- _WORK TO COMPLETE_: Please write out again every line from the one containing "[locate] the tan" through the one containing "x=511, y=137", shifting each coordinate in the answers by -35.

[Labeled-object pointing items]
++++++++++++++++++++
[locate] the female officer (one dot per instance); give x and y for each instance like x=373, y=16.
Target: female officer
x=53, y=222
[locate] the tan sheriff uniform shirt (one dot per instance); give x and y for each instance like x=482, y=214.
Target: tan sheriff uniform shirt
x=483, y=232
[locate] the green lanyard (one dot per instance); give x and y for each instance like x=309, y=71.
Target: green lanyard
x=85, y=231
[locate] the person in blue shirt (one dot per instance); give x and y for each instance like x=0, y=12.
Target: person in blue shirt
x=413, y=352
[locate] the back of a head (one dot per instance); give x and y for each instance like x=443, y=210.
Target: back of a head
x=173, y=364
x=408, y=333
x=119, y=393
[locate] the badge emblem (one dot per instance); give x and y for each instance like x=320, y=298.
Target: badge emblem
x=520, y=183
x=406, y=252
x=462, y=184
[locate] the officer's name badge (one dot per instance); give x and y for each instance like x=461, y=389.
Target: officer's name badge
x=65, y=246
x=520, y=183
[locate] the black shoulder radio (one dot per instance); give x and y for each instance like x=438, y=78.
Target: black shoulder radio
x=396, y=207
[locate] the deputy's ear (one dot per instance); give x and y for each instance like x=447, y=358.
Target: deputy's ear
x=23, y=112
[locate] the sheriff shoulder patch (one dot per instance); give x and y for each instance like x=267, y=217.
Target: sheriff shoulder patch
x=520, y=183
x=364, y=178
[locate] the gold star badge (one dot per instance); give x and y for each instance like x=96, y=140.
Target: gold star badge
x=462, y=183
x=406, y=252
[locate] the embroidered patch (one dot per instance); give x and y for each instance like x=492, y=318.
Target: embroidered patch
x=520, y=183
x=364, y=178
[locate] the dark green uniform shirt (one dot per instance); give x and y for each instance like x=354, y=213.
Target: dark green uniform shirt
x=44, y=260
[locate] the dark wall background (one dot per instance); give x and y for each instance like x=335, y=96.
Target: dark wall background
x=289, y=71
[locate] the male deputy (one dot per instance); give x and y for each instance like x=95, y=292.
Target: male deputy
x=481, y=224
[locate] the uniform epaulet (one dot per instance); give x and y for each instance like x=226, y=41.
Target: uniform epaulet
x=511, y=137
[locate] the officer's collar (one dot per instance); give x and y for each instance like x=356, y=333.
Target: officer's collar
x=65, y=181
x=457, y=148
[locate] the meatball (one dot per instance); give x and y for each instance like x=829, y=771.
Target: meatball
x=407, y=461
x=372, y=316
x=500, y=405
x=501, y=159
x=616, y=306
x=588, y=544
++++++++++++++++++++
- _OUTPUT_:
[locate] the tan sheriff uniform shirt (one dot per instance); give x and y for each instance like x=482, y=214.
Target: tan sheriff uniform shirt
x=448, y=197
[locate] the green lanyard (one dot per instance); give x and y for each instance like x=309, y=71.
Target: green lanyard
x=50, y=196
[locate] the person in blue shirt (one dot per instance); give x and y for each instance like x=0, y=12.
Target: person in blue shirt
x=378, y=317
[locate] the back of a head (one dot per instance); give x and y for each instance like x=443, y=210.
Target: back of a head
x=138, y=329
x=373, y=298
x=84, y=358
[locate] the badge emblem (one dot per instance); give x and y for each instance like x=320, y=298.
Target: badge emblem
x=485, y=148
x=371, y=217
x=427, y=149
[locate] the officer's name badge (one dot per instance); give x and y for each instance like x=461, y=389.
Target: officer's name badge
x=30, y=211
x=485, y=148
[locate] the black shoulder radio (one dot per instance); give x and y for each instance like x=438, y=78.
Target: black shoulder radio
x=361, y=172
[locate] the deputy's ear (one dot per instance); give x and y for each instance like x=447, y=358.
Target: deputy's ear
x=-12, y=77
[locate] the sheriff shoulder patch (one dot per instance); give x and y for each instance like x=267, y=217.
Target: sheriff shoulder patch
x=485, y=148
x=329, y=143
[locate] the gold star badge (one dot per instance); give x and y for each instance like x=96, y=140.
Target: gold star badge
x=427, y=148
x=371, y=217
[locate] the embroidered patch (one dot per instance); give x and y for each instance like x=492, y=318.
Target: embroidered patch
x=485, y=148
x=329, y=143
[locate] the dark green uniform shirt (one dot per instance); give x and y for each instance like x=354, y=213.
Target: dark green uniform shirt
x=9, y=225
[locate] the dark wall background (one dot per instance); give x and y for each instance like x=335, y=96.
Target: dark wall background
x=254, y=36
[locate] the male deputy (one dot per instance); give x and y for each instance like x=95, y=292.
Target: male deputy
x=446, y=189
[locate] the uniform epaulet (one dot per instance); give x and y for each instance like x=226, y=41.
Target: uniform epaulet
x=476, y=102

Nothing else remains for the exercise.